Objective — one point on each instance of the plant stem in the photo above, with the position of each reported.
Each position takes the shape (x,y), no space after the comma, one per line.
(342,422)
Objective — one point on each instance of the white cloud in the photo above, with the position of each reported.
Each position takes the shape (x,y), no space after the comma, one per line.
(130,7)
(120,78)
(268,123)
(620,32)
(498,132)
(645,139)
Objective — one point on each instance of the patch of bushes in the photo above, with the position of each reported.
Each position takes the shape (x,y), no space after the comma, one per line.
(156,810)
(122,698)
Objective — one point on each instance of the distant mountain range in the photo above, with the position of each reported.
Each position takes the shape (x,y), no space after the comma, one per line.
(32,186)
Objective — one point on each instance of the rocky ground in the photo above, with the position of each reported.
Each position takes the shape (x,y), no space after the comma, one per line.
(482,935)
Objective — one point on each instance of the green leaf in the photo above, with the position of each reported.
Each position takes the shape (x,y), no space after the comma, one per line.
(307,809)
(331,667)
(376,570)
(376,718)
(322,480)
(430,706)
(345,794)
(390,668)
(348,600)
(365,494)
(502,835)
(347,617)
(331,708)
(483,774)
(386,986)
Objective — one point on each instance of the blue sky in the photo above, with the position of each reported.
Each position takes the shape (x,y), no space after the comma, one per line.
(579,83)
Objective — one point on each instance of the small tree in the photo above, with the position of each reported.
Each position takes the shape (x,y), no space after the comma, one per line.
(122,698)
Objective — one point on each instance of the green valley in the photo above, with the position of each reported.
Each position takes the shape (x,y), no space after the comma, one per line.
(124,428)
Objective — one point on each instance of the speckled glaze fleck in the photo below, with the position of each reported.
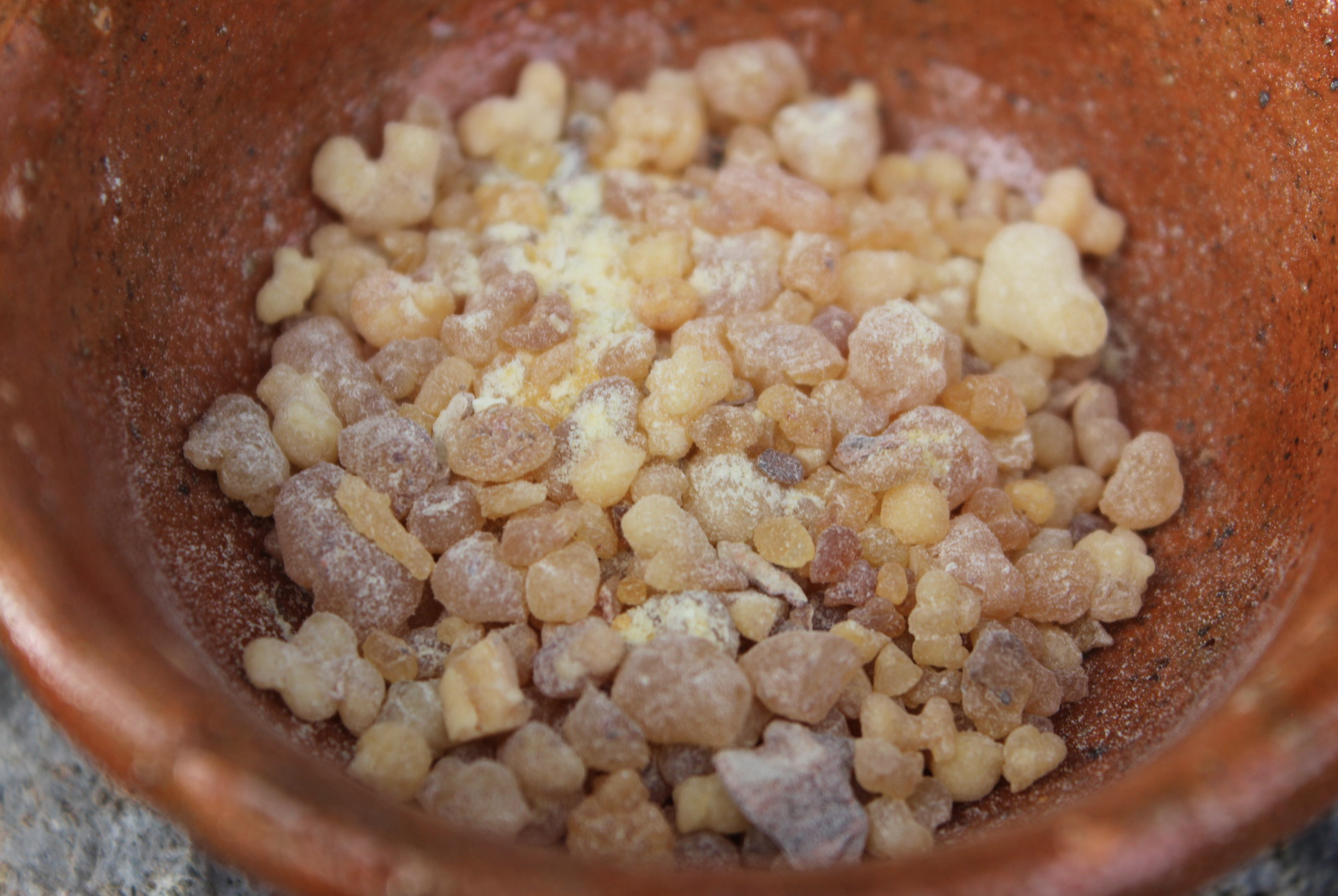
:::
Copy word for word the part of the data above that opens with the line containing "Objective — one point on each instance of the patch" and runs through the end of the data, and leave the pictures out of your answer.

Exercise response:
Objective — one point on each instance of the patch of bushes in the photo above, with the position of each reported.
Each position takes the shape (x,y), no space after the comma, one per line.
(156,810)
(122,698)
Objective — one point on each instance of the distant mountain range in the photo above, with the position of each reported.
Each position takes the shape (x,y), no space after the comma, one per line.
(32,186)
Objective — one point on each instance of the rocky ground in the photo above, with the position of each reported.
Each position takes the shape (x,y), no space after the comma, one per line.
(482,935)
Objective — one point on each instance of the green leaf in the photo above, with the position of each reported.
Each position takes the shape (x,y), no space after the comma, one per line.
(307,809)
(331,667)
(376,570)
(376,718)
(322,480)
(430,706)
(345,794)
(390,668)
(348,600)
(365,494)
(502,835)
(347,617)
(331,708)
(483,774)
(386,986)
Objective — one point on each instance of the blue sky in the photo above, with the position of each reported.
Each position takes the shape (x,y), no space after the comma, one per line.
(579,83)
Objective — one point on each instance of the small tree in the photo above, with the position of each reported.
Each position takes the shape (x,y), no space after the comma, one per line.
(122,698)
Objective — one point on each instance of the green valley in the photo above, with the position of each reported.
Each position takes the shape (x,y), no space after the comma, one per line.
(124,428)
Objective — one point on each instance of the speckled glaze fleck in the photo below, with the position of each reported.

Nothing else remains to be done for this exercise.